# Passage:
Also in connection with the closing of the Merger, the Company requested NYSE MKT to promptly file with the Securities and Exchange Commission (the "SEC") a Notification of Removal from Listing and/or Registration under Section 12(b) of the Securities Exchange Act of 1934, as amended (the "Exchange Act"), on Form 25 to delist and deregister the shares of the ADGE's common stock. Following the effectiveness of such Form 25, ADGE intends to file with the SEC a certification on Form 15 under the Exchange Act requesting that the shares of ADGE's common stock be deregistered and that ADGE's reporting obligations under Sections 13 and 15(d) of the Exchange Act be suspended.

Item 3.03.      Material Modification to Rights of Security Holders.
At the Effective Time, shareholders that held ADGE common stock immediately prior to the completion of the Merger, ceased to have any rights as shareholders of ADGE other than the right to receive the Merger Consideration in accordance with the Merger Agreement. The disclosure set forth under Items 2.01 and 3.01 is incorporated by reference into this Item 3.03.






Item 5.01.      Changes in Control of Registrant.
At the Effective Time, Tecogen completed the acquisition of the ADGE through the merger of ADGE with and into the Merger Sub, with ADGE continuing as the surviving corporation. As a result of the Merger, each share of ADGE's common stock issued and outstanding immediately prior to the Effective Time of the Merger was converted into the right to receive the Merger Consideration. Tecogen will pay cash in lieu of any fractional shares.

# Records:
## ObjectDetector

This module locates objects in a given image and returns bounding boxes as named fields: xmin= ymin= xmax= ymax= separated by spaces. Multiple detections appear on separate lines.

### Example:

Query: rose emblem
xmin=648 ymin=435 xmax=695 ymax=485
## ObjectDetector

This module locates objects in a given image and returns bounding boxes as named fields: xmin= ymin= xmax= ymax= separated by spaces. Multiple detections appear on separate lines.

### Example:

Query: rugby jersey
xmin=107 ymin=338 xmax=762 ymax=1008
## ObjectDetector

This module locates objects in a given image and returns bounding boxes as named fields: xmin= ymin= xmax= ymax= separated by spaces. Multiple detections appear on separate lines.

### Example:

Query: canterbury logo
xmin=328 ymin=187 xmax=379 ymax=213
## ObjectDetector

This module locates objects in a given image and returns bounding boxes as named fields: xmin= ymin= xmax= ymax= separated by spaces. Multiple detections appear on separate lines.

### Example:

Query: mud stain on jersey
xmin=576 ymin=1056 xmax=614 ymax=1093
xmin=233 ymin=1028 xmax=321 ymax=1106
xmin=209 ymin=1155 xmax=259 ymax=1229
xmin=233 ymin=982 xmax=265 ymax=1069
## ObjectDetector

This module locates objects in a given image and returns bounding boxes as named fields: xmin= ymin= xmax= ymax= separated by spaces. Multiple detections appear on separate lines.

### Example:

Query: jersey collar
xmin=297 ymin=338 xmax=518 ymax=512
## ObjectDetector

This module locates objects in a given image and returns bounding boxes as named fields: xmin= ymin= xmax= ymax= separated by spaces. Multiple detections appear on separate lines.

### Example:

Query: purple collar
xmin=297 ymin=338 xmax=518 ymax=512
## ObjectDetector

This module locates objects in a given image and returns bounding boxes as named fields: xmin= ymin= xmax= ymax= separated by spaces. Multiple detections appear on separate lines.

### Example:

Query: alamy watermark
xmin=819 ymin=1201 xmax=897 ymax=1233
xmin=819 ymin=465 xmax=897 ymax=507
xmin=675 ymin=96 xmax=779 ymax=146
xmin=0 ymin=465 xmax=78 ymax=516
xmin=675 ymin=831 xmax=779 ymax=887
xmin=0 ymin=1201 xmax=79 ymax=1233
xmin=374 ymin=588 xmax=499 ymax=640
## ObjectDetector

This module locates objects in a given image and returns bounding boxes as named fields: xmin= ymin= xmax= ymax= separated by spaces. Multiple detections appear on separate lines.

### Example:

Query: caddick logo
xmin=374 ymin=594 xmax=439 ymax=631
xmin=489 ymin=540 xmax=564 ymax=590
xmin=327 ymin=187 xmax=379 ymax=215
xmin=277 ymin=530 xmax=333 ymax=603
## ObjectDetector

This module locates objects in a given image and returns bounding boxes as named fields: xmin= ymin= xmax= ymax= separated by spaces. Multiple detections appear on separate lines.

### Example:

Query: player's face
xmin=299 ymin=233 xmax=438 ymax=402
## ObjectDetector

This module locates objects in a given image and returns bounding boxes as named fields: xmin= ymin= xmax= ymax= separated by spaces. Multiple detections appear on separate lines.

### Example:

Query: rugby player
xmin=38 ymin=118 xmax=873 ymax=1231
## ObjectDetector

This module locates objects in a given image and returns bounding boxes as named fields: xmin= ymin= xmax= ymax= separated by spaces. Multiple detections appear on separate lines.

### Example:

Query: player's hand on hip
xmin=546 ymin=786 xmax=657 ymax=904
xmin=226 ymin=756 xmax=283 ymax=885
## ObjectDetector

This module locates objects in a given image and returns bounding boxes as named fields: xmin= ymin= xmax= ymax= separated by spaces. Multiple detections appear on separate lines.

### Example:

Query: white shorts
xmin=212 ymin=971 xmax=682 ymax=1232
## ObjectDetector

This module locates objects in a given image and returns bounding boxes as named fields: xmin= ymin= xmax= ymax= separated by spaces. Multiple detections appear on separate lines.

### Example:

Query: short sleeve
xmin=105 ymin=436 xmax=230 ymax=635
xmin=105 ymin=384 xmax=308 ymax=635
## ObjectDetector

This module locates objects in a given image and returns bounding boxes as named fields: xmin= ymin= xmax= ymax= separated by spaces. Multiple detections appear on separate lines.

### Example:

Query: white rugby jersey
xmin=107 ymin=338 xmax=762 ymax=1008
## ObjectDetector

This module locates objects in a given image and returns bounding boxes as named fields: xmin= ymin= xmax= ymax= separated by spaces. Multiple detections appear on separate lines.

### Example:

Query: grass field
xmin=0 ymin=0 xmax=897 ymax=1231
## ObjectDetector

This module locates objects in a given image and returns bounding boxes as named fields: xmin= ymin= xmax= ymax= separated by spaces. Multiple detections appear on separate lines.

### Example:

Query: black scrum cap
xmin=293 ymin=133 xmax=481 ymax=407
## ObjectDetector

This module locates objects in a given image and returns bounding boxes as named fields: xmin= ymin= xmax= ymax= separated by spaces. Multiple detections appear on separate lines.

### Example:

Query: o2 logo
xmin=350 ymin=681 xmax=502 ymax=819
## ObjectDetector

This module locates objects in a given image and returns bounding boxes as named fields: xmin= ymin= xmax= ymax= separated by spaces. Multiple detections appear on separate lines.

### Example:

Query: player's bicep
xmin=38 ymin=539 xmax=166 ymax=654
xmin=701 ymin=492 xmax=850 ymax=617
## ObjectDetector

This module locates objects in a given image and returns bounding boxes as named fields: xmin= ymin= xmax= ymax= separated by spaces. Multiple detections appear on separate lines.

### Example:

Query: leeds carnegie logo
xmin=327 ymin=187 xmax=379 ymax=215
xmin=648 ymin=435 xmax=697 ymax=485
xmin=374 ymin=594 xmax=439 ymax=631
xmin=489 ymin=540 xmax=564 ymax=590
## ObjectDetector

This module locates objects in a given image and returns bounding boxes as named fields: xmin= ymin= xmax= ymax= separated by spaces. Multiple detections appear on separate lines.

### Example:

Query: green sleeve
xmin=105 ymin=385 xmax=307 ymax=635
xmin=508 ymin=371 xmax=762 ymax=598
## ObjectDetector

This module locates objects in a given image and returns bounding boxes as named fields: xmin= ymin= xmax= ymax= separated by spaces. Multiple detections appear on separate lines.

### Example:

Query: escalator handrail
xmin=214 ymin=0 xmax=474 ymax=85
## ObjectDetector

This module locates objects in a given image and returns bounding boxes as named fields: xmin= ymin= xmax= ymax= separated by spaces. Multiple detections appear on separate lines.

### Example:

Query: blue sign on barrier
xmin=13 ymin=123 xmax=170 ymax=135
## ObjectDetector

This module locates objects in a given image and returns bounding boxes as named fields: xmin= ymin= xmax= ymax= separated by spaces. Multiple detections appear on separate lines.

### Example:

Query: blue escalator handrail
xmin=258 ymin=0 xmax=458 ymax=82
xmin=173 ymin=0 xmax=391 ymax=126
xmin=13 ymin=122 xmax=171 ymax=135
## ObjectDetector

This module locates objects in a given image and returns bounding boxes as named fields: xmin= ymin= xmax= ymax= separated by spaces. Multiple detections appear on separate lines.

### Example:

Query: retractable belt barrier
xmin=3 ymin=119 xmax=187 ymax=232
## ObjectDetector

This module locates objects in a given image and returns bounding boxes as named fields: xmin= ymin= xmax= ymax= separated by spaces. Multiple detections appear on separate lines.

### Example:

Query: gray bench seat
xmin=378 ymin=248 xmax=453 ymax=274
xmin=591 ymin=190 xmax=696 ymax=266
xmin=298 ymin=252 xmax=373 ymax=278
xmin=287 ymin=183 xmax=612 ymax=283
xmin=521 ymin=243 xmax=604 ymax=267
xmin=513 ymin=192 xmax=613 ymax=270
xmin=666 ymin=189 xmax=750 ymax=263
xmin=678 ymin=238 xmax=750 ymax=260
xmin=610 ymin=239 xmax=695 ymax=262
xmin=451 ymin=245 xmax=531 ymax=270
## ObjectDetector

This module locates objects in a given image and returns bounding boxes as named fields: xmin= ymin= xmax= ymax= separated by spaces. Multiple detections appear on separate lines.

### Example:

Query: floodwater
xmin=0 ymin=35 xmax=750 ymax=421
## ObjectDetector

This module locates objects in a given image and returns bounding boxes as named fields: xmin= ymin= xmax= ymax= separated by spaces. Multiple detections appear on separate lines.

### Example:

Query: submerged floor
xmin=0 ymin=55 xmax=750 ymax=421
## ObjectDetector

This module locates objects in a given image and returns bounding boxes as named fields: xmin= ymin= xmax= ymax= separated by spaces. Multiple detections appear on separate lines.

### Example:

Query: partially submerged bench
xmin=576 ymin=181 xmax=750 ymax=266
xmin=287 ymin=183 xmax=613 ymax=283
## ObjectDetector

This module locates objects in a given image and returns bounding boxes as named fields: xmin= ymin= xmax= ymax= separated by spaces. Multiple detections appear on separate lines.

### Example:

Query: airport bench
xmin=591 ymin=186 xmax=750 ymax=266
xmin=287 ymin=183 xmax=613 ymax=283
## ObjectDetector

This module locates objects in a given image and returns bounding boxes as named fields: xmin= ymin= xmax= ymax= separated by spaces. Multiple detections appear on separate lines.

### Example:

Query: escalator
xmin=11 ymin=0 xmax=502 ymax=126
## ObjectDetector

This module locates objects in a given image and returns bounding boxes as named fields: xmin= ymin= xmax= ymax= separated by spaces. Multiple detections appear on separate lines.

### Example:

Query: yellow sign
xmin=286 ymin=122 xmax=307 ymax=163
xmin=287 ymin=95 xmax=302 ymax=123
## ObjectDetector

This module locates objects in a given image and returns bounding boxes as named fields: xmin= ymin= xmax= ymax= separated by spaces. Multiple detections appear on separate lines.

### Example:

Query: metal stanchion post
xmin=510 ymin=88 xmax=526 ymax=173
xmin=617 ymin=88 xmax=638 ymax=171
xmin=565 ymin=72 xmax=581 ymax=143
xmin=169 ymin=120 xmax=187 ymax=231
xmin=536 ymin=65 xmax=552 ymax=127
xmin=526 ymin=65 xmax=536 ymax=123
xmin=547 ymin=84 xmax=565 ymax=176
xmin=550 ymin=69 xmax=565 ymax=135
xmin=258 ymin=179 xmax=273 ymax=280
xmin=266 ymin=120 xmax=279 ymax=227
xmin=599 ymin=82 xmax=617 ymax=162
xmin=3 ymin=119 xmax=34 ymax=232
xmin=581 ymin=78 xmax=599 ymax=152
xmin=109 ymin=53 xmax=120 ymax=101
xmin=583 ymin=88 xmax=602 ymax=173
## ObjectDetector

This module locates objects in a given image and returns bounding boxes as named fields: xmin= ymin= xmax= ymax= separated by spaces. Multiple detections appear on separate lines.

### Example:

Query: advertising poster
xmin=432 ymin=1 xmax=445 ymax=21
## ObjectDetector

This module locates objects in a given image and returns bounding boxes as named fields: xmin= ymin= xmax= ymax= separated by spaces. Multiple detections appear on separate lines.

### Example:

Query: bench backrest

# Exercise A:
Answer these questions using the merger disclosure:
(i) What form does ADGE intend to file with the SEC after the Form 25 becomes effective?
(ii) At the Effective Time, what right did holders of ADGE common stock keep?
(iii) Which corporation continued as the surviving corporation in the Merger?
# Exercise B:
Copy out the records verbatim, beginning with their first line and continuing through the line that contains "xmin=648 ymin=435 xmax=695 ymax=485".

# Full answer A:
(i) A certification on Form 15 under the Exchange Act.
(ii) The right to receive the Merger Consideration in accordance with the Merger Agreement.
(iii) ADGE.

# Full answer B:
## ObjectDetector

This module locates objects in a given image and returns bounding boxes as named fields: xmin= ymin= xmax= ymax= separated by spaces. Multiple detections appear on separate lines.

### Example:

Query: rose emblem
xmin=648 ymin=435 xmax=695 ymax=485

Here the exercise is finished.